WHAT TO WORK ON:
The whole listing is to be restated word for word with no images.

DATA IN THIS EXERCISE:
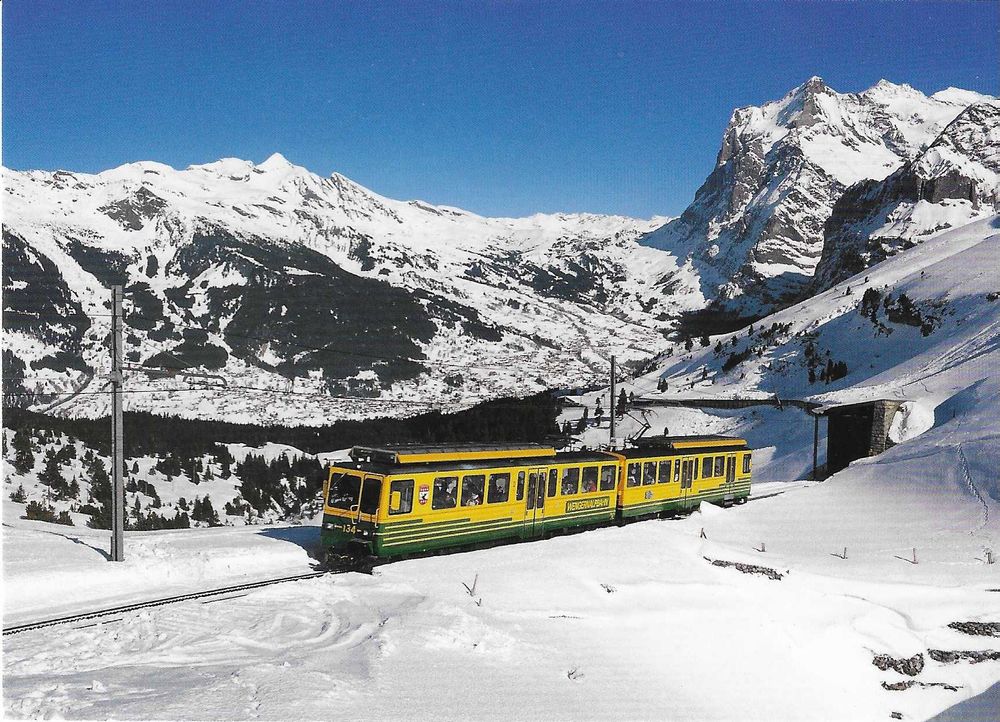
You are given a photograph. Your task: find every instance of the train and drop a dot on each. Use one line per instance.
(397, 501)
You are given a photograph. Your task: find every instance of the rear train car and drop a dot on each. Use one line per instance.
(675, 474)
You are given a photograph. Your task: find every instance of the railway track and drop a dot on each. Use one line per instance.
(125, 608)
(217, 592)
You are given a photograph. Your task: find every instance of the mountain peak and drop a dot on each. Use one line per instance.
(814, 85)
(276, 161)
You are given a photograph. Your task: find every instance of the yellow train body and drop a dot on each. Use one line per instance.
(406, 500)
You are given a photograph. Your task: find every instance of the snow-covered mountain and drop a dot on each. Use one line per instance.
(754, 233)
(325, 300)
(271, 276)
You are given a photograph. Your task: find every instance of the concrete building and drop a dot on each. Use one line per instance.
(855, 431)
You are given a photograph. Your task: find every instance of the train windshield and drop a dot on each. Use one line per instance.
(370, 495)
(344, 490)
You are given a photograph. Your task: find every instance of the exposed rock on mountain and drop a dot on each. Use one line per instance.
(271, 277)
(953, 182)
(754, 233)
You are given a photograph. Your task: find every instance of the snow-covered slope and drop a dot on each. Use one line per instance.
(280, 279)
(954, 181)
(754, 232)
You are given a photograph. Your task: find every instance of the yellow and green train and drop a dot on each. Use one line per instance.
(404, 500)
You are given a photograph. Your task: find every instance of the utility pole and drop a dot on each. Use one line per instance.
(117, 450)
(611, 435)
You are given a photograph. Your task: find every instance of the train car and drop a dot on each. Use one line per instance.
(392, 502)
(675, 474)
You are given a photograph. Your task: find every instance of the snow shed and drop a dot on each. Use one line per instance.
(855, 431)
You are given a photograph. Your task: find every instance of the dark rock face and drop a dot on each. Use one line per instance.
(911, 666)
(38, 303)
(873, 219)
(133, 212)
(311, 320)
(758, 225)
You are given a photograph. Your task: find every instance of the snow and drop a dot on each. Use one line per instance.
(618, 622)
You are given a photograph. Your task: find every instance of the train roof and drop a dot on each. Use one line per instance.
(673, 445)
(430, 453)
(379, 466)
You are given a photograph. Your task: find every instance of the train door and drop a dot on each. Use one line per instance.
(687, 479)
(730, 479)
(534, 504)
(371, 493)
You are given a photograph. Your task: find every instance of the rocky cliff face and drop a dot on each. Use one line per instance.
(754, 234)
(954, 181)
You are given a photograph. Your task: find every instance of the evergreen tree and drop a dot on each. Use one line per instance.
(51, 476)
(24, 459)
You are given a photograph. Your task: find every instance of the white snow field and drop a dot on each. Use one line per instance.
(627, 623)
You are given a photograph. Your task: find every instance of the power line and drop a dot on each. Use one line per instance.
(326, 349)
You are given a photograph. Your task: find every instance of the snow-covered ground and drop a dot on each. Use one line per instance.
(629, 622)
(626, 622)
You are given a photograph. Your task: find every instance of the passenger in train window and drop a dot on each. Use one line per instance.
(472, 489)
(571, 480)
(499, 489)
(609, 476)
(445, 492)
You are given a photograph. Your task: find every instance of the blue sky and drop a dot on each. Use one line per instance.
(504, 108)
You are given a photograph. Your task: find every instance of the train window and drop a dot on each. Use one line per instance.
(370, 494)
(608, 477)
(344, 490)
(404, 505)
(473, 487)
(445, 492)
(571, 480)
(499, 490)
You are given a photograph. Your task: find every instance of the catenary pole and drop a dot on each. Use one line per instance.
(117, 450)
(611, 435)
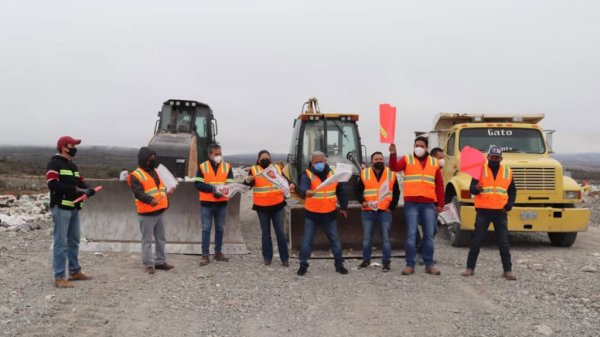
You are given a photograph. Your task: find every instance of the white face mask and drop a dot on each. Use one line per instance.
(419, 152)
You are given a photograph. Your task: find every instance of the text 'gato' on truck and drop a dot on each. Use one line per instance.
(546, 199)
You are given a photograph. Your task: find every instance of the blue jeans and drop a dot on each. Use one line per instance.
(370, 220)
(207, 213)
(265, 219)
(413, 211)
(330, 228)
(66, 241)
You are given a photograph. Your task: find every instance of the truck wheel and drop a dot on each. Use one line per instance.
(562, 239)
(458, 237)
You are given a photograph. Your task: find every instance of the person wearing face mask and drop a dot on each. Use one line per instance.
(150, 201)
(269, 203)
(66, 184)
(320, 209)
(213, 204)
(438, 154)
(423, 197)
(495, 195)
(367, 190)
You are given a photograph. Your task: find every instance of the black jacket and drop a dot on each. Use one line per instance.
(63, 179)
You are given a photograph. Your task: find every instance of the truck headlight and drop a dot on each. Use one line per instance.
(573, 195)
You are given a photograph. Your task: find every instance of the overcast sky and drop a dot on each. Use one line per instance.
(100, 70)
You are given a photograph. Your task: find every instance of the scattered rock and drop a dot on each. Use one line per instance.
(543, 330)
(589, 269)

ANSWER TO THIS TASK:
You are given a photograph. Your task: find every instance of the train and drop a dot on each. Use one line per instance.
(397, 501)
You are given a photograph. Your task: find every instance of the rear train car and drop a dot on each. Use one line per instance.
(675, 474)
You are given a photograph. Your task: find every instance of the railway track and drop a dot on each. Use one line per instance.
(125, 608)
(217, 592)
You are given a photograph. Your task: find every instance of the mountain peak and drop a dot on each. Use one line per instance.
(814, 85)
(276, 161)
You are given a photograph. Your task: find every instance of the yellow train body and drop a dot on each. Use one line per instance.
(406, 500)
You are given a photograph. Your task: find every instance of the snow-covered mountain and drop a dot on each. Use one line per instance.
(754, 233)
(325, 300)
(271, 276)
You are given a photograph. Your task: find every instance of the concrete building and drop a dot on each. Use one line per instance.
(855, 431)
You are given a photograph. Your task: find every instance of the train windshield and drop a dot on each. Use one line per instance.
(370, 495)
(344, 490)
You are given a photograph. Your task: find every instance of the exposed rock on mountain and drop a dot on each. Use one line per instance.
(271, 277)
(953, 182)
(754, 233)
You are given a photograph. Your task: find every instance of the snow-covered slope and drop a dot on each. Use one line per instance.
(280, 279)
(954, 181)
(754, 232)
You are given a photograph. Your task: find every instance of the yellow and green train and drop a dot on each. Use one line per instance.
(404, 500)
You are given a photograph. Your task: find every instance of the utility pole and drop a dot on each. Use one line per instance.
(117, 450)
(611, 435)
You are given a photograph. Your task: find every instance of the train car and drop a dot on each. Use one line per instance.
(392, 502)
(675, 474)
You are given a photograph. Your task: find every instance of the snow shed and drop a dot on each. Use one line per instance.
(855, 431)
You are given a photograph. Your task: find every instance of the dark rock face and drop a dot on each. Use one line per instance.
(911, 666)
(38, 303)
(873, 219)
(133, 212)
(311, 320)
(758, 225)
You are given a photograph. Your task: find every instance of the snow and drop a dot on each. Use one line per instance.
(618, 622)
You are given a photograph. Your task: find every instance of the train roof and drop a dot on each. Use one line per instance.
(673, 445)
(430, 453)
(379, 466)
You are given a photograph. Your task: find every instance of the train door and drop a dot on each. Use one line per instance.
(687, 479)
(730, 479)
(534, 504)
(371, 493)
You are given a photograph. Your task: find every instance of the rocky cliff face and drop a dot on each. Use one line per instance.
(754, 234)
(954, 181)
You are given a photograph. Your task: find every instance of the evergreen tree and drop a dot on each. Use one line per instance.
(51, 476)
(24, 459)
You are given a photograph. Your task: find every instance of the white snow field and drop a dot on each. Use one line per instance.
(627, 623)
You are given a photograph. Your task: find every instance of the power line and drop a dot on each. Use one line per instance.
(326, 349)
You are given a photograph. Your task: find every instance of the snow-covered ground and drop a dot on each. Use one line per instance.
(629, 622)
(626, 622)
You are given a photograph. Your task: find every instance of the passenger in train window and drop a dot on each. Use one line per instance.
(472, 489)
(571, 480)
(499, 489)
(609, 476)
(445, 492)
You are given a photograph. Your task: find every instance of the blue sky and drop a dot on each. Use one line per instance.
(504, 108)
You are given a photograph. Your task: find every instance of the train window and drop a dot on each. Use one line per instance.
(370, 494)
(608, 477)
(344, 490)
(404, 505)
(473, 487)
(445, 492)
(571, 480)
(499, 490)
You are given a photograph. Your task: find every instance of the catenary pole and drop a dot on each. Use one line per instance.
(117, 450)
(611, 435)
You are given a photograph. Your task: find every instance of the white face mask and drop a dot on each. Use one line per instance.
(419, 152)
You are given a photograph. Your task: find every instance of the text 'gato' on truck and drop a dot on each. Use one line per instance.
(546, 199)
You are given a photograph. Your task: find every instance of the blue jeans and drop a dot on each. Use one line per instance.
(370, 220)
(207, 213)
(265, 219)
(413, 211)
(330, 228)
(66, 241)
You are given a photograph. Your task: find every instance of the truck wheel and drop a dot on each. Use one line per instance.
(562, 239)
(458, 237)
You are given a photograph. Your task: find every instance of the person wearing face mask and drop a dot on each. Use one line per instance.
(150, 201)
(269, 203)
(66, 184)
(320, 209)
(213, 204)
(438, 154)
(423, 197)
(495, 195)
(367, 190)
You are given a photograph. Your task: find every instance of the black jacket and drop a dot on each. Use one line per instance.
(63, 179)
You are given a photograph. Your task: find every instance of the truck headlight and drop a dot on each. Use one line per instance.
(573, 195)
You are given a photograph. Your task: find every instance of the overcast sky and drop a dot on each. Use one line per instance.
(100, 70)
You are given a photograph. Your task: find every instance of the scattered rock and drop a dot on each. Use one line per instance.
(543, 330)
(589, 269)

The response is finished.